Page text ▸

The question on most people’s minds when they think about retirement isn’t if they’ll retire, but when? There’s a fair amount of strategy involved when it comes to retirement age. And there’s no clear general answer about when to leave work, it really depends on each individual. Factors include health, birth year, nest egg health, social security benefits, and employment situation.
It’s important to sit down and look at the big picture and ask yourself some tough questions in order to navigate the next phase of your life is financially secure.
Your Social Security benefits are a complex matter. When you begin claiming benefits really makes a difference in how you navigate the system. It all comes down to your Full Retirement Age (FRA). Depending on when you were born, your FRA is between 65 and 67 years old, but you can claim social security as young as 62 years old, though your money can accumulate until you’re 70. And here’s where it gets complicated. Let’s iron it out.
The 62-year old who claims Social Security enjoys income, but the money from the pot is drawn out over a longer period of time. That means smaller incremental payments. If you still work and you deduct, those payments shrink more, though, since you’re under the FRA. Here’s where it gets tricky. There’s a limit each year, in 2018 it’s $17,040, and so for every $2 you earn above that limit, $1 is deducted from social security payments. Once you reach your actual FRA year, after a new limit, in 2018 it’s $45,360, for every $3 you earn, a dollar is deducted from payments. That sounds like a raw deal, but those deducted dollars do get repaid back to you later in the form of increased benefits. So really, you’re just getting less now, not overall.
On the other hand, if you wait until age 70, the age in which benefits are maxed out, you enjoy a bonus on top of your full benefits. So you’ll get more money each month. That said, for the long haul, these higher payments only work to your advantage if you live to age 80. The person who took benefits at age 62 will out-earn you until then.
Which is to say, if you think you’re in excellent health and will live a long life, it’s a good idea to wait until age 70 so you get the most money overall. But, if your health history is not great and you don’t think you’re going to live a long time, it’s to your advantage to start claims at age 62.
Your Savings Status
Those who have a flush nest egg have a lot more planning freedom than anyone with thin savings. Most people don’t, so don’t despair if you feel like your savings account is a little low, you’re in the majority. While Social Security can really make a difference, particularly if your overhead is temporarily higher than usual (like for a medical issue), if you don’t feel good about your savings, you should work until age 70. You can continue to add to your Social Security until then, which will increase your payments, and you can add to your savings account.
If you feel good about savings, then retiring early shouldn’t be a problem. It’s a good idea to wait on deducting from your Social Security until age 70 so you get that bonus. Your savings can make up for the benefits until then.

Data listing ▸
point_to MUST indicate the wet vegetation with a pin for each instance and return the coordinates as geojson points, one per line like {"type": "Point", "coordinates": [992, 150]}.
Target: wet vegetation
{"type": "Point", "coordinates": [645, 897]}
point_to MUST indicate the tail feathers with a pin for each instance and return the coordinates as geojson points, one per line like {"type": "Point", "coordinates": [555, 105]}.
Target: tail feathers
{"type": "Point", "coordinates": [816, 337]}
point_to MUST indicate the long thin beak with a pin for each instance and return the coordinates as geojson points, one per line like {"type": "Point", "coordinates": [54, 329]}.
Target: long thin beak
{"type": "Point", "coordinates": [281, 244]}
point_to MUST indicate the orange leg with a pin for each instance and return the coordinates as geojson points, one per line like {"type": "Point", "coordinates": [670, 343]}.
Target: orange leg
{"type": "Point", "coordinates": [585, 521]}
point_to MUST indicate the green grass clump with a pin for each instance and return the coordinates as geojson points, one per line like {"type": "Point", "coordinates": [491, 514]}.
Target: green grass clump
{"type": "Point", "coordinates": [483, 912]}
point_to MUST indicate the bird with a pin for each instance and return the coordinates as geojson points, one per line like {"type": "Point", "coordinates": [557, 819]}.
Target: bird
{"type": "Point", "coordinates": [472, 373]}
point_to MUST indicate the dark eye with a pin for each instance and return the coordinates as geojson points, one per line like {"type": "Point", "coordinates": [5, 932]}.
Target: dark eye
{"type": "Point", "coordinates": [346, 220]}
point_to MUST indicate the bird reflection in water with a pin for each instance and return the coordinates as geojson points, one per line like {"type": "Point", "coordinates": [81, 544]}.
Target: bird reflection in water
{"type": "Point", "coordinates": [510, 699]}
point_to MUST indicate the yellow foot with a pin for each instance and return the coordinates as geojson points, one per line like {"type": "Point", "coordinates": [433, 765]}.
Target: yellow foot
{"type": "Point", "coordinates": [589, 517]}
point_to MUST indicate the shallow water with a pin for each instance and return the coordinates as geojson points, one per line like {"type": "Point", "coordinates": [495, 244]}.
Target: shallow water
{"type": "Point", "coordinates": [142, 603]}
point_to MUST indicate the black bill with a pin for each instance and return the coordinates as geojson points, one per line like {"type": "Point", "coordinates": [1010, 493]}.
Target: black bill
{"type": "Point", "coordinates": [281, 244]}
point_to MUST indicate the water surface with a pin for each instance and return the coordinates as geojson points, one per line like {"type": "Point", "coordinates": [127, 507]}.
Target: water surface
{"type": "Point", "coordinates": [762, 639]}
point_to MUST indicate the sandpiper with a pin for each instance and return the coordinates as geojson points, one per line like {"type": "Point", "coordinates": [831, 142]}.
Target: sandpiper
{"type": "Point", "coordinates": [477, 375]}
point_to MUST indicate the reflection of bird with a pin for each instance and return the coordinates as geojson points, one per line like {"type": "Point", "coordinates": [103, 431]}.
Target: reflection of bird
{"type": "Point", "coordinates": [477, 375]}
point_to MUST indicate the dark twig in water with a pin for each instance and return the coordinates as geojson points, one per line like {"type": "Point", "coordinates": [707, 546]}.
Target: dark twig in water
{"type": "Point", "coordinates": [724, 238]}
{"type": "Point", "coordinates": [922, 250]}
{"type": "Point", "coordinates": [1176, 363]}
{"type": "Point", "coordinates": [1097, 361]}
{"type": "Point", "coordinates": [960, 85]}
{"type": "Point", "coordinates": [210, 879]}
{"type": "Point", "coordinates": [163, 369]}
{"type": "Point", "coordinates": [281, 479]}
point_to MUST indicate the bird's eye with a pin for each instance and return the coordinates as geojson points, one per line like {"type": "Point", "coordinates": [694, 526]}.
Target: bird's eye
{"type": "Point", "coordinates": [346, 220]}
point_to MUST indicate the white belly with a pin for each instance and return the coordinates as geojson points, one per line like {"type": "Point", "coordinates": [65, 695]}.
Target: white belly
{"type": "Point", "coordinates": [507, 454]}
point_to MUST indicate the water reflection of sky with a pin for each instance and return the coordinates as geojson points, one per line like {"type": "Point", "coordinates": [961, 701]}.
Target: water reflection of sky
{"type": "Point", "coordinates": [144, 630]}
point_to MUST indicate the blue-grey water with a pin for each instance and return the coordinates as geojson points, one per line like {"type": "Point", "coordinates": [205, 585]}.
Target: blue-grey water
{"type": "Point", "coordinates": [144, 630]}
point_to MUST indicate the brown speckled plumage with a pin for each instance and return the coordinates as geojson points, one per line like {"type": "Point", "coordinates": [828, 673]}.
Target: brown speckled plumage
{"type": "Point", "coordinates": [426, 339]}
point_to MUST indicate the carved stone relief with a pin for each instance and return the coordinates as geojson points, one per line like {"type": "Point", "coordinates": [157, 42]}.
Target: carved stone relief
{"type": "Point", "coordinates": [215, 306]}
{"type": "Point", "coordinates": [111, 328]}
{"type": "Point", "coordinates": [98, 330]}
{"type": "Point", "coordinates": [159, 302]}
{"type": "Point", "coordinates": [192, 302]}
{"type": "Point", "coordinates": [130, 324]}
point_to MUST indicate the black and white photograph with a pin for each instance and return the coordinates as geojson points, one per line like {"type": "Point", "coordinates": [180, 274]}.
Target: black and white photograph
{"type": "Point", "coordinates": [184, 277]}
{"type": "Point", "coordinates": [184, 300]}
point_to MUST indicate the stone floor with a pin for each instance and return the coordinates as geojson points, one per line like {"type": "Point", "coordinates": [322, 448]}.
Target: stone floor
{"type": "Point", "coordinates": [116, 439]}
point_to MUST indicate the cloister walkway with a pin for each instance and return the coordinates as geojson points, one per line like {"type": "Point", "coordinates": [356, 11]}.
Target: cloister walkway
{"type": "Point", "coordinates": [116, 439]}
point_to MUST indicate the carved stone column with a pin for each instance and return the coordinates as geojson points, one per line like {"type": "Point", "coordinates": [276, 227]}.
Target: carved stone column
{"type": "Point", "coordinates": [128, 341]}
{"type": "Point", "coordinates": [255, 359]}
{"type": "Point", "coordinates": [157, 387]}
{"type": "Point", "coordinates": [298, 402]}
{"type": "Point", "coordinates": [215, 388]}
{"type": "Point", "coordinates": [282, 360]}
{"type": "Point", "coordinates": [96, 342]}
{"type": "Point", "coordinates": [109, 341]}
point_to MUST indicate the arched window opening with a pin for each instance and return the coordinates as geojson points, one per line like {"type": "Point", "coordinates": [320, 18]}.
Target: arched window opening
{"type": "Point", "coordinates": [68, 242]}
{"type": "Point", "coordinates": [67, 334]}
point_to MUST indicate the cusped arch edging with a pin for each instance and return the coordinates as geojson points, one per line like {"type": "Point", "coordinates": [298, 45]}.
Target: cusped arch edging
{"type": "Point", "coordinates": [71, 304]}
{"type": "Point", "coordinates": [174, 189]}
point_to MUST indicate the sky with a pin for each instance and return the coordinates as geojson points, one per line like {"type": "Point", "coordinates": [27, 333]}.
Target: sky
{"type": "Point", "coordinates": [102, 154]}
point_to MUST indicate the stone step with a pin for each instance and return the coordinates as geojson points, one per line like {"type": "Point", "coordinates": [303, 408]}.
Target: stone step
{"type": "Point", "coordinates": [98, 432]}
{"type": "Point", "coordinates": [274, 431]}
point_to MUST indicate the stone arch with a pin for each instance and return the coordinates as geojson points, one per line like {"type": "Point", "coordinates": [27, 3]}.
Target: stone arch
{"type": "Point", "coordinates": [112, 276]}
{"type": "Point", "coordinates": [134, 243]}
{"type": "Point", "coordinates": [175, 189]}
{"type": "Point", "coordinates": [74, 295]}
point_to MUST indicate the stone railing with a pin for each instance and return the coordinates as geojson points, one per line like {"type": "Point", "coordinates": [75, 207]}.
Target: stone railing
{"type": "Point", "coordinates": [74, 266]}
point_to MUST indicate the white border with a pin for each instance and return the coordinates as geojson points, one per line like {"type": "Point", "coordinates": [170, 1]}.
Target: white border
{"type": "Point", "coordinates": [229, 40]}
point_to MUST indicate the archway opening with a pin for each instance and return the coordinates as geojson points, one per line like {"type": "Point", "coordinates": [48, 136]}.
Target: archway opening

Work to complete ▸
1 > Answer these from the article on retirement age:
(a) What range of ages does it give for Full Retirement Age?
(b) What was the annual earnings limit in 2018 for someone claiming before their Full Retirement Age?
(c) Until what age does it say you should work if you don't feel good about your savings?
2 > Translate this sentence from the article on retirement age into Spanish: "Those who have a flush nest egg have a lot more planning freedom than anyone with thin savings."
3 > Write the next part of the article on retirement age, starting after its final paragraph.

Task responses ▸
1 >
(a) Between 65 and 67 years old, depending on when you were born.
(b) $17,040.
(c) Until age 70.

2 > Quienes tienen unos ahorros abundantes para la jubilación disfrutan de mucha más libertad para planificar que cualquiera que tenga ahorros escasos.

3 >
It’s a depressing topic, but you need to think about how long you’ll live. While no one can really predict this, of course, there are some factors you can consider. The first is your family history. If you come from a family while lives a long time, then you’ll probably be around for a while. But those who have family health histories like heart attacks and cancer may not have the same longevity. Of course looking at your own health is a prime factor. Have you had heart attacks? Do you have diabetes or cholesterol problems? These are important issues to look into. This will help determine how much you need to save, when to deduct Social Security, and when to leave your job.
Health, Insurance, and Medicare
While your intention may be to work until you’re 70, it could be that health prevents you from achieving that goal. 37% of retirees said health was a major factor in deciding to retire. There’s an issue here, of course, and that’s that when you leave your job, you lose your insurance coverage, too. You can apply for COBRA, which allows you to continue your employer’s insurance plan. This option is expensive and lasts only 18 months, but if you’re 63 or 64 and have enough money to cover the cost, this might be a good solution. Medicare is available to seniors at age 65, so you could fill in the time gap effectively. Other options include buying into an individual insurance plan or buying into the Affordable Care Act. You’ll need to do some investigating since both the ACA and individual coverage varies per state.
If you wait until you’re 70, you slide right into Medicare while enjoying five years of company health insurance, which is much easier to navigate than Medicare.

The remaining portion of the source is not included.